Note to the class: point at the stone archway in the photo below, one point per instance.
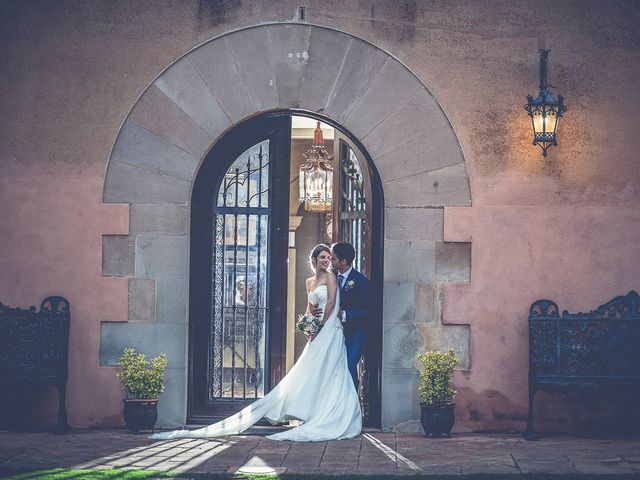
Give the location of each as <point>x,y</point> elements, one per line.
<point>280,66</point>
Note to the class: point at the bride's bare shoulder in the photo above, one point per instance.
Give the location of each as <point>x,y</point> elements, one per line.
<point>310,283</point>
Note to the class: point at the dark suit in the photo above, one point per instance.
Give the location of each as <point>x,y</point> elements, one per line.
<point>354,301</point>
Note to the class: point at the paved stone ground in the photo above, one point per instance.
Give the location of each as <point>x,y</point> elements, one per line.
<point>372,453</point>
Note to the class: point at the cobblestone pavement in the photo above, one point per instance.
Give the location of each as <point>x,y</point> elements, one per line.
<point>372,453</point>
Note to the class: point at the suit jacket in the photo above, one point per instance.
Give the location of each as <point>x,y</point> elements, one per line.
<point>354,300</point>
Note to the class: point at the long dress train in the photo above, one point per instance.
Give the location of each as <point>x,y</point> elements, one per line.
<point>318,390</point>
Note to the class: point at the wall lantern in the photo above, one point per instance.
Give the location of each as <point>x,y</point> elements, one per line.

Objective:
Reproduce the data from the line containing "Note to the class: point at the bride's" through the line containing "<point>310,283</point>", substituting "left shoulder" for "bare shoulder" and leaving everything else unchanged.

Exercise output:
Note to the class: point at the bride's left shoulder in the photo above, one point per instance.
Give the location of each as <point>x,y</point> elements, one per line.
<point>310,283</point>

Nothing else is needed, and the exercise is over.